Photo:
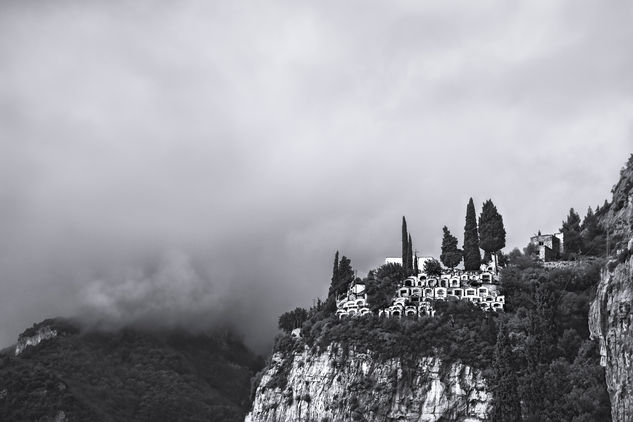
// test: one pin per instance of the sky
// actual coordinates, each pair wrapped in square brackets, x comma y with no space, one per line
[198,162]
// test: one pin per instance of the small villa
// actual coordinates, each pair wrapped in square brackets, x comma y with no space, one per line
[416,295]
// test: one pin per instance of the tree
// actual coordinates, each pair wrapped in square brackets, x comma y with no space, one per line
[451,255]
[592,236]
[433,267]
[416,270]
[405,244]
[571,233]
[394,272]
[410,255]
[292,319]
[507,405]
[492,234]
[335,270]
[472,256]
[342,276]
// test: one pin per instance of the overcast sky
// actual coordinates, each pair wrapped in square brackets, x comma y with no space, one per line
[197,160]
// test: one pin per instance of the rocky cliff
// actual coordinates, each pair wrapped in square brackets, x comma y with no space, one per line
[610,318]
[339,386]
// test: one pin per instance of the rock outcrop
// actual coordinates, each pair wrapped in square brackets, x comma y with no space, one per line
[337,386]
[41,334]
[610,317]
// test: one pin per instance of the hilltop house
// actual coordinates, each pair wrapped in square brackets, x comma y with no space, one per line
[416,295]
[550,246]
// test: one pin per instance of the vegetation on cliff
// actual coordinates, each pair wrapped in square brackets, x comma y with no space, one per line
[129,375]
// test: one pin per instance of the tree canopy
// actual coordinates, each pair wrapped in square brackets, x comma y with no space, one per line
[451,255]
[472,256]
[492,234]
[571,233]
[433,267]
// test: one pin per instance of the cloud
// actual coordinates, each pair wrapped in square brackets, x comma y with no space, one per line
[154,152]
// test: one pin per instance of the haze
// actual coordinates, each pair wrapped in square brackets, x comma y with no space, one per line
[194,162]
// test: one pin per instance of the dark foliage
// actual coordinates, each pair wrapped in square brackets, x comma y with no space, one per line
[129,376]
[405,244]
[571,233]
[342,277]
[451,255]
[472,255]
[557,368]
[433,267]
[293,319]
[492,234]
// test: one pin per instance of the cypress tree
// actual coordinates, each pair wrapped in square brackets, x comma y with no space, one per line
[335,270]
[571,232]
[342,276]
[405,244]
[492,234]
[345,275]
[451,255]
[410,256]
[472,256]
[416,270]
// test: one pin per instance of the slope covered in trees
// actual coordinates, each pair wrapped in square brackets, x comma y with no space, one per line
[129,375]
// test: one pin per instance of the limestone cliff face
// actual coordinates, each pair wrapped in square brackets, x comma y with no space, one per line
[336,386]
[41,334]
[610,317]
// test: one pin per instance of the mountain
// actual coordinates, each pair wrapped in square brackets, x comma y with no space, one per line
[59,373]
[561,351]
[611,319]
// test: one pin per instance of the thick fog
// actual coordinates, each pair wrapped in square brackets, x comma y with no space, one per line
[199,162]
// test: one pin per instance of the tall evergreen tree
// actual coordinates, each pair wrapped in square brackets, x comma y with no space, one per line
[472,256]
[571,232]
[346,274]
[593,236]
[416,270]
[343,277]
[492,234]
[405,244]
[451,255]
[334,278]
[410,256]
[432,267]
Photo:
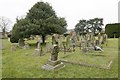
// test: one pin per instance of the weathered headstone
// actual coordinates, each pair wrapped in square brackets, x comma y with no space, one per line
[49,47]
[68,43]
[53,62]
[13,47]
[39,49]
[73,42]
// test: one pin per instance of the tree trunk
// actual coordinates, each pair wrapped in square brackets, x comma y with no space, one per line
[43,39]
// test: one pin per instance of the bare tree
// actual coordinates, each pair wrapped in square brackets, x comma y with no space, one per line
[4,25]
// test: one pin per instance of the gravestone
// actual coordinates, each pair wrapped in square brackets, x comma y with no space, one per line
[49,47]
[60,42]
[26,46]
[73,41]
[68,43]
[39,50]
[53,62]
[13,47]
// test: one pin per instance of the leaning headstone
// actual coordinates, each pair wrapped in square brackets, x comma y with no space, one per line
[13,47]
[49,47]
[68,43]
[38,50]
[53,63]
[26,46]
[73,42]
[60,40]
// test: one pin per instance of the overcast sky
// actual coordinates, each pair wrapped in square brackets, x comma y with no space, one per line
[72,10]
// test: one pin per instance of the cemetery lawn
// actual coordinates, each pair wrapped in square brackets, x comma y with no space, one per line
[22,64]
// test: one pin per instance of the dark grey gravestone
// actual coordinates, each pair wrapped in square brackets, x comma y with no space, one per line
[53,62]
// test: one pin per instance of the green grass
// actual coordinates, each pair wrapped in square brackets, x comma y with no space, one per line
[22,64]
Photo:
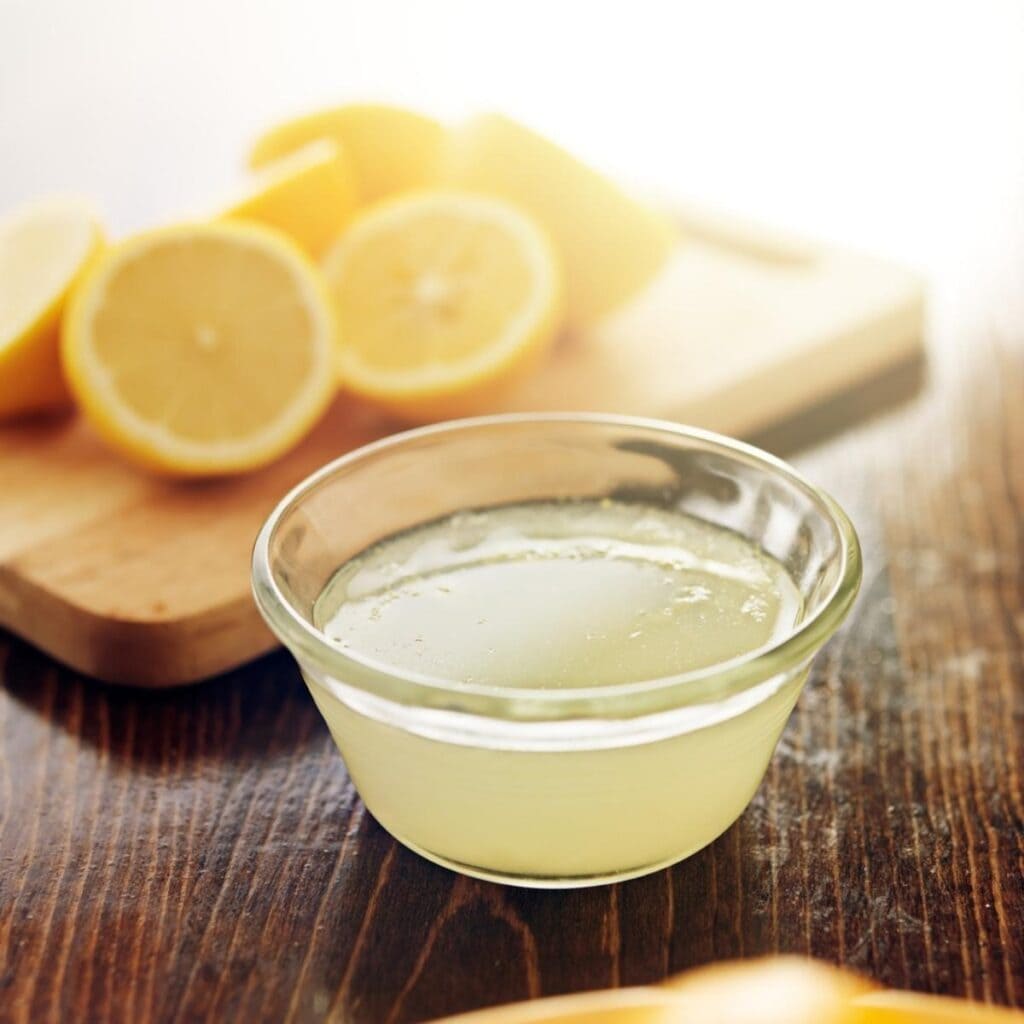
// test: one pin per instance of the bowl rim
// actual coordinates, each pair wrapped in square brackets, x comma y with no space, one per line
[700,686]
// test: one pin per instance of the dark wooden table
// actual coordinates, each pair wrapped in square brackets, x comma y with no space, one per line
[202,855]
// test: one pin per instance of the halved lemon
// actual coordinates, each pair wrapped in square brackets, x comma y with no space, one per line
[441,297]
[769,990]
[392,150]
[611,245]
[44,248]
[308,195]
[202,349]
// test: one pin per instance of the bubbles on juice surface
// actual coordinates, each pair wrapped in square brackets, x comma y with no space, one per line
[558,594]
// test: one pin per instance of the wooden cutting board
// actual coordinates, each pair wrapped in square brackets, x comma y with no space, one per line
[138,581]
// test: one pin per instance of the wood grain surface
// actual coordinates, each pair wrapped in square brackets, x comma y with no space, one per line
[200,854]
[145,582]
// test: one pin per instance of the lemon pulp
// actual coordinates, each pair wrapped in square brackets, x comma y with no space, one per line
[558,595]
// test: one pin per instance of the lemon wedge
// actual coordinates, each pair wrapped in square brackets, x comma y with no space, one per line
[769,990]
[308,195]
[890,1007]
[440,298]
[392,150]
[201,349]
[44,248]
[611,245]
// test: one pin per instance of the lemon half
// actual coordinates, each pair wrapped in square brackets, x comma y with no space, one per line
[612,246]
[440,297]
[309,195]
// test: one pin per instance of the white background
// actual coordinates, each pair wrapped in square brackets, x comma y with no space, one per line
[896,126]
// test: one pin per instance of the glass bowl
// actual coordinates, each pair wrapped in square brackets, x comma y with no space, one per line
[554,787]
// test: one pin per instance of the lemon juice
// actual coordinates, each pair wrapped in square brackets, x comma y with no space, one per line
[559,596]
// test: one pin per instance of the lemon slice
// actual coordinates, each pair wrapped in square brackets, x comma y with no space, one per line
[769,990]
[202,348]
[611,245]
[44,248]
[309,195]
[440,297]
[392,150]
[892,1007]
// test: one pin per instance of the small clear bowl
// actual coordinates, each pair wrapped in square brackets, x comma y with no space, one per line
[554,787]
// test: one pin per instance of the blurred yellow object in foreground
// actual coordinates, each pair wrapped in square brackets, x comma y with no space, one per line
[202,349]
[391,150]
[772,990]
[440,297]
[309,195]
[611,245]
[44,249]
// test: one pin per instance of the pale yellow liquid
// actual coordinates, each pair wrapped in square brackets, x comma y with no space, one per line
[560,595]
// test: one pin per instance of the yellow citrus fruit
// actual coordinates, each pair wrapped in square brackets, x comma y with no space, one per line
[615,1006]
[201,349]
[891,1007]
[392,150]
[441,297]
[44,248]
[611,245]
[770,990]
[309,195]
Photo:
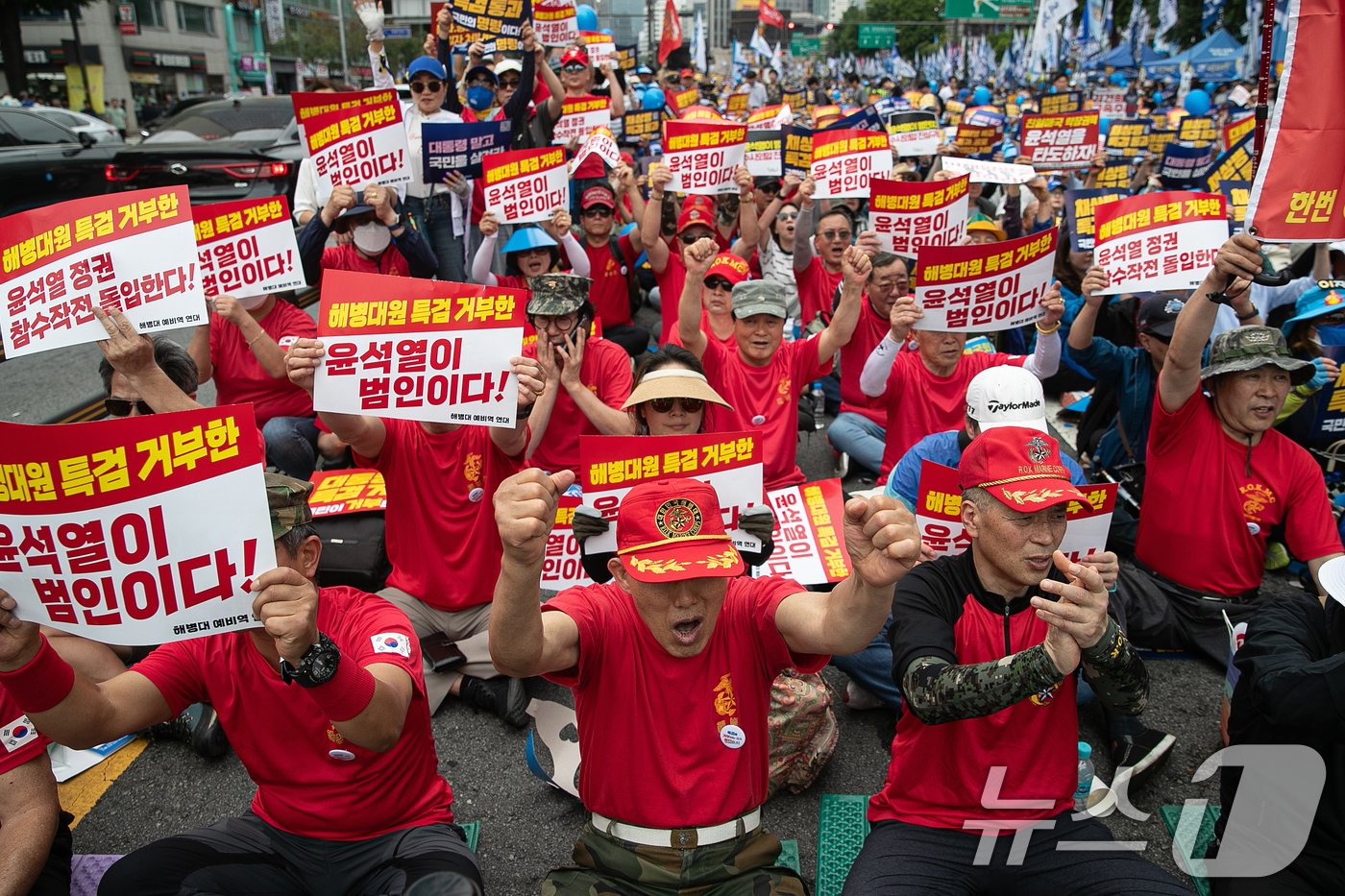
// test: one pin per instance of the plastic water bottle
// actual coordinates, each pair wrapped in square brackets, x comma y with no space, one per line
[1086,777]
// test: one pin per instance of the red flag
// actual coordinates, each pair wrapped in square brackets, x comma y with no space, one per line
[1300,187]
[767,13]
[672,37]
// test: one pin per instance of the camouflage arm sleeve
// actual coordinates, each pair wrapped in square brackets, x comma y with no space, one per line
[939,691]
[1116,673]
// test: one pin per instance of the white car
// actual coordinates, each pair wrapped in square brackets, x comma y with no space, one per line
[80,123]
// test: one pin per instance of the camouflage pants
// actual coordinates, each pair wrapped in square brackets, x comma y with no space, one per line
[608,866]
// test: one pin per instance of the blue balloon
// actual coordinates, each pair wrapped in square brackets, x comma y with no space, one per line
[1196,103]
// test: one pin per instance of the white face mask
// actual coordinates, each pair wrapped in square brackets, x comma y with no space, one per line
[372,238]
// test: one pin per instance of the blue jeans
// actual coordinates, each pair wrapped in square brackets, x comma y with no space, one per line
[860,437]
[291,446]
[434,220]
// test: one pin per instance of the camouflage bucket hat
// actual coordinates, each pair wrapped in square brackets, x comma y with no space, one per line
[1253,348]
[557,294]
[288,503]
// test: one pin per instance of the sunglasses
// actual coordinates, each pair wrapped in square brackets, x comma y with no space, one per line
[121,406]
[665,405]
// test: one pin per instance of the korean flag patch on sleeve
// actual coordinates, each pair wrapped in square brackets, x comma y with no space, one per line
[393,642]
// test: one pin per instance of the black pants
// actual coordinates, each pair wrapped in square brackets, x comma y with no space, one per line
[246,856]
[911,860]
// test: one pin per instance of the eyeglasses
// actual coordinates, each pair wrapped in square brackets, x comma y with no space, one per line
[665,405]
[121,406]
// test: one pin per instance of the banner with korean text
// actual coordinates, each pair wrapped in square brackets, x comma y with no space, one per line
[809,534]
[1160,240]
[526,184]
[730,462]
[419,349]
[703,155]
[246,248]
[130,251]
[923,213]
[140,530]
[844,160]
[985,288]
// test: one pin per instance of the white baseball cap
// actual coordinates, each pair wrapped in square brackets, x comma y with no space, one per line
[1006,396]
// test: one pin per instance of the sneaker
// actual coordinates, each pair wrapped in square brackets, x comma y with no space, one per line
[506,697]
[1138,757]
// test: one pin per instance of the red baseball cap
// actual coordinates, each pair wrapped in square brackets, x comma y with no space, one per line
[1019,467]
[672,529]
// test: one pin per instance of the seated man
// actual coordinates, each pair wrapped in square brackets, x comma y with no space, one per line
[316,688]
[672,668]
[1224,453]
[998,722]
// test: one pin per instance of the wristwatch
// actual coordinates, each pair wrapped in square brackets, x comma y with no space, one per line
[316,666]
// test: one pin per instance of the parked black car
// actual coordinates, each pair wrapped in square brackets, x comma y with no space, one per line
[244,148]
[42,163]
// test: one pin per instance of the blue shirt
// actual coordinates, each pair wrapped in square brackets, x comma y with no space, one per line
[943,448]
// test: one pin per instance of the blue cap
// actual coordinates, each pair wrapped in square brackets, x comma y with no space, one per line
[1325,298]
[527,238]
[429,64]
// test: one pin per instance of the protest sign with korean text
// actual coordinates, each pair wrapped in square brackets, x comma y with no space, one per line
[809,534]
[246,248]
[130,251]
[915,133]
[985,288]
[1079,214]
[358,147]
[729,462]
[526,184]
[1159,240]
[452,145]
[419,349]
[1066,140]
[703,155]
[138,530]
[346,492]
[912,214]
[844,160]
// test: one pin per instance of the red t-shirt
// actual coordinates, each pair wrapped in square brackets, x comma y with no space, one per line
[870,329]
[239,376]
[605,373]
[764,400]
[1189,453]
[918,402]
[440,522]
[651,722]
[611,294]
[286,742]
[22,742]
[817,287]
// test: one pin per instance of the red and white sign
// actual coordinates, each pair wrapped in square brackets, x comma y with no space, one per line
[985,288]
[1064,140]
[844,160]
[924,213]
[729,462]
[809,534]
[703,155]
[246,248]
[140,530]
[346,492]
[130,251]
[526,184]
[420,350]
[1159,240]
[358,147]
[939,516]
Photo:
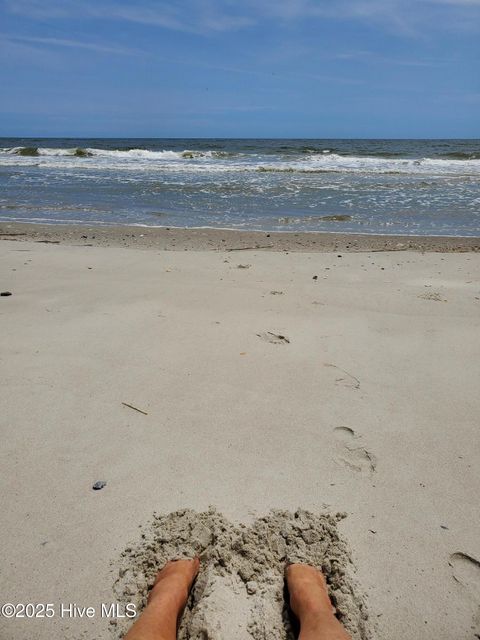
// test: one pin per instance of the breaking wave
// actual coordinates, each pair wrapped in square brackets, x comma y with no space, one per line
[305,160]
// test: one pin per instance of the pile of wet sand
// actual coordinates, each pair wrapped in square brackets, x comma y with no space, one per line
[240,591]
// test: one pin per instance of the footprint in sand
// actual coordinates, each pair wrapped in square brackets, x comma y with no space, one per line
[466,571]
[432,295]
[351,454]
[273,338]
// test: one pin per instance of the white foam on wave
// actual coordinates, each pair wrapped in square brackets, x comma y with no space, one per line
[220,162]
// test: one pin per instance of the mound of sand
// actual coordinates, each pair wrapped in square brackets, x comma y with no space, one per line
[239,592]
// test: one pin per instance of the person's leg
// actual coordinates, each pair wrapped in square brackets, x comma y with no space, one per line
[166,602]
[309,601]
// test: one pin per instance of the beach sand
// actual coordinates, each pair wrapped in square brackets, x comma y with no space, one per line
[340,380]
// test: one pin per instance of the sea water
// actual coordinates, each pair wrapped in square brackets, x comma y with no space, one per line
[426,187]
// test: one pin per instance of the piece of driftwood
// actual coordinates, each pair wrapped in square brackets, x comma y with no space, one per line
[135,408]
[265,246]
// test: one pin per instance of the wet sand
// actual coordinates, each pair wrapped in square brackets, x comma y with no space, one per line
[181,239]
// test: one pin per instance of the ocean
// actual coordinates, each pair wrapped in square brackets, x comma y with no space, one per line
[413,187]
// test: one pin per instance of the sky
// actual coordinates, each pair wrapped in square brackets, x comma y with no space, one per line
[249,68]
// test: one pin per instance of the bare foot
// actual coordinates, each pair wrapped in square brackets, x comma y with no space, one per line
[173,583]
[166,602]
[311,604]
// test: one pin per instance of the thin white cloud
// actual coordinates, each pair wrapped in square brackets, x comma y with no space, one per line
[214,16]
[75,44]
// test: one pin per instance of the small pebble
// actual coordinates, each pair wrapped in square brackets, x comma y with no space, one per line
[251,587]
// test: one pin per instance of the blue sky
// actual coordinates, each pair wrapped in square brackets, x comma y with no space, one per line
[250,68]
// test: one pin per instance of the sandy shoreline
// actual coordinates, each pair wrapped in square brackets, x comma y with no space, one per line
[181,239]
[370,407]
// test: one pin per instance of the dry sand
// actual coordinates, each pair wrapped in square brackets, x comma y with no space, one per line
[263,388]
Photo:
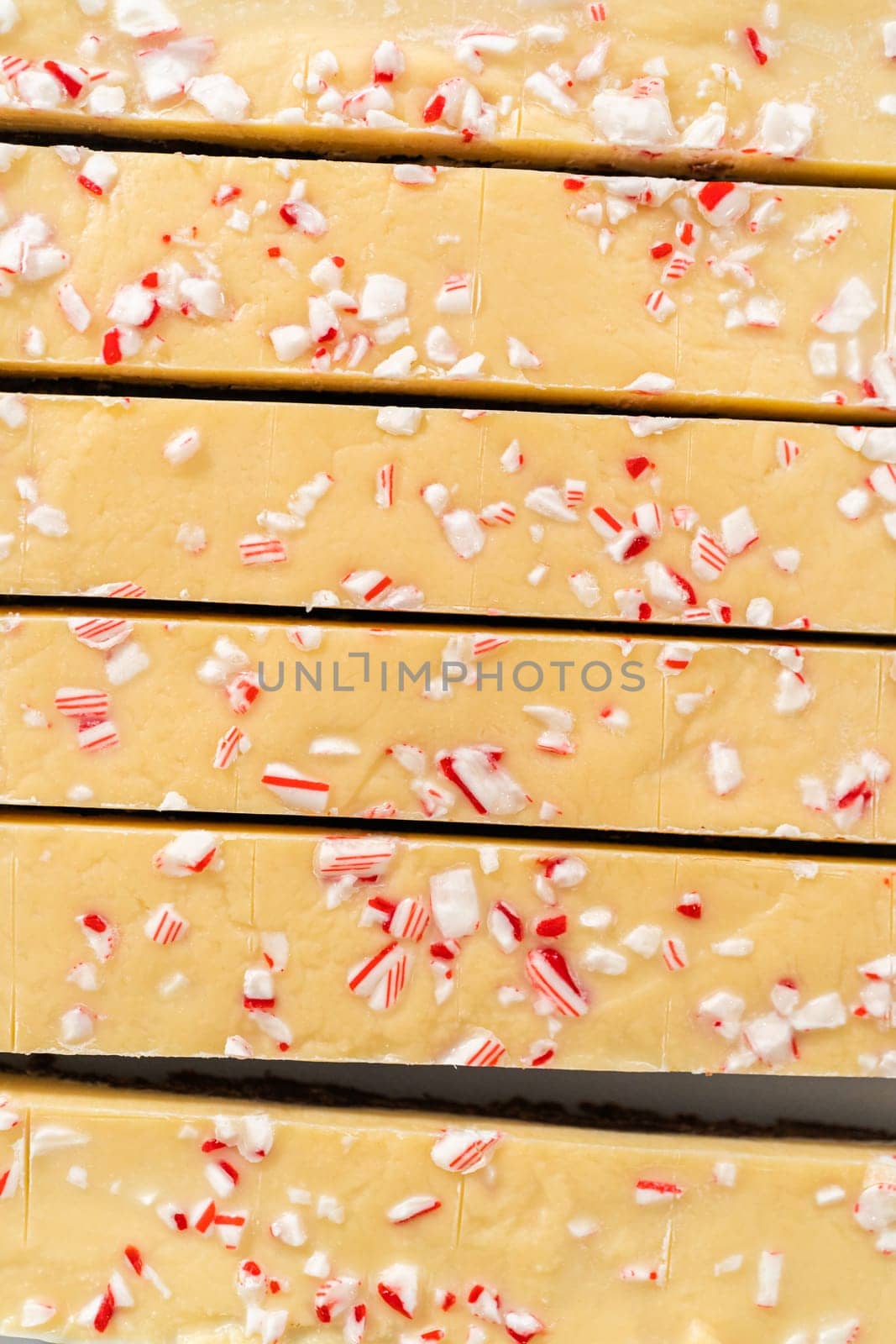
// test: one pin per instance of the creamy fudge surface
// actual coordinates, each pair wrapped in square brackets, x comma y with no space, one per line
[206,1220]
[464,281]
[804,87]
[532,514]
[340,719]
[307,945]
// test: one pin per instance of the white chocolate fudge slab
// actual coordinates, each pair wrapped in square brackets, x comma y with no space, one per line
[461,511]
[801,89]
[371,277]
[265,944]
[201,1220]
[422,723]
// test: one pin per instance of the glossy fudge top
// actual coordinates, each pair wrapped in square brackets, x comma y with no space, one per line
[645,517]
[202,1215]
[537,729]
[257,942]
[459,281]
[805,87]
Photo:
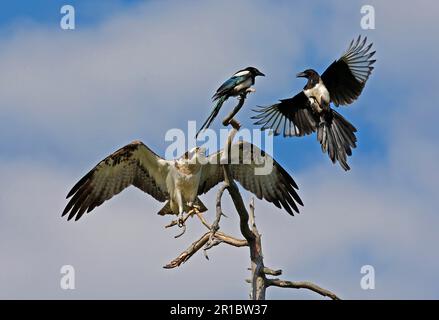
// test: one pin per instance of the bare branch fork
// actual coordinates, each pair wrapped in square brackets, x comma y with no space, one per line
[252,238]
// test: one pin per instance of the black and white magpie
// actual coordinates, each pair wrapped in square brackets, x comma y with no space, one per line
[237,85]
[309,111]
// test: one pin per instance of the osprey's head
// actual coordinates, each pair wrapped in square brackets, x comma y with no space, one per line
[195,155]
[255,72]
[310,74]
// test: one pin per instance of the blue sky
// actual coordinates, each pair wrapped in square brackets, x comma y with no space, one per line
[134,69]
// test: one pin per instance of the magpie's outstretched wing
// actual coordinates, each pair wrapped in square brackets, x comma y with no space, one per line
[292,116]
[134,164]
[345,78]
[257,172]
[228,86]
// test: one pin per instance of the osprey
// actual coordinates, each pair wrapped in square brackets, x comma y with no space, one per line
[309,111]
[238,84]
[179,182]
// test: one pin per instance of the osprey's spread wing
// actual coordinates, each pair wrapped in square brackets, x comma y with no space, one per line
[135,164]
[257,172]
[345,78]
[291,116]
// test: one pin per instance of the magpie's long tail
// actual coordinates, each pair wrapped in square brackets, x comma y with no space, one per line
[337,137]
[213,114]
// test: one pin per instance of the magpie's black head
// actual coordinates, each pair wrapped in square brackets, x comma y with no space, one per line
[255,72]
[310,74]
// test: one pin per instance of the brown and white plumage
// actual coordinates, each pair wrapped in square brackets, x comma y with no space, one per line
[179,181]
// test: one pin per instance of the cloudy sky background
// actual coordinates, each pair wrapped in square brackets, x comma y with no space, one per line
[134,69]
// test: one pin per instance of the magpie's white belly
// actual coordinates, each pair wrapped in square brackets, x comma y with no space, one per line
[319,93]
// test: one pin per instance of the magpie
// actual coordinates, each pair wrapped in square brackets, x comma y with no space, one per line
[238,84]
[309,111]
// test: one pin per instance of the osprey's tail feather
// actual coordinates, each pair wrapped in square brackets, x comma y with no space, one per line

[Exercise details]
Starting with the line that contains "magpie's long tail", print each line through the last one in the listing. Include both end lines and add nothing.

[The result]
// test: one pin per instance of the magpie's long tail
// actual coordinates, each pair wrapped in square brackets, x comma y with no space, one per line
[337,137]
[213,114]
// test: one pin per instance of the magpie's black head
// actual coordinates, each pair wrapped in square brackets, x comma y with no space, one per line
[255,72]
[310,74]
// test: one pin per instance of the brown and white plumage
// actual coordinates, each pair wrapped in square brackets, x comma y with no space, one per line
[179,181]
// test: one pin per instance of the cloudy sky background
// actual coordinates, each pair wrapped in square brackets, x comma y with no space, one per line
[134,69]
// test: one pin per instance of the magpie's white belly
// actual coordinates, each pair wrapped in square brackets, x comma y with no space, one per line
[319,93]
// test: one pin per instance of the magpie
// actual coordinates, each pair wrapped in square brackets, x comma y with no space, one per line
[238,84]
[309,111]
// test: one pin per instance of the osprey's tail feather
// actual coordinates, each pair wrapped in square brackets, x comma y with no space, one per line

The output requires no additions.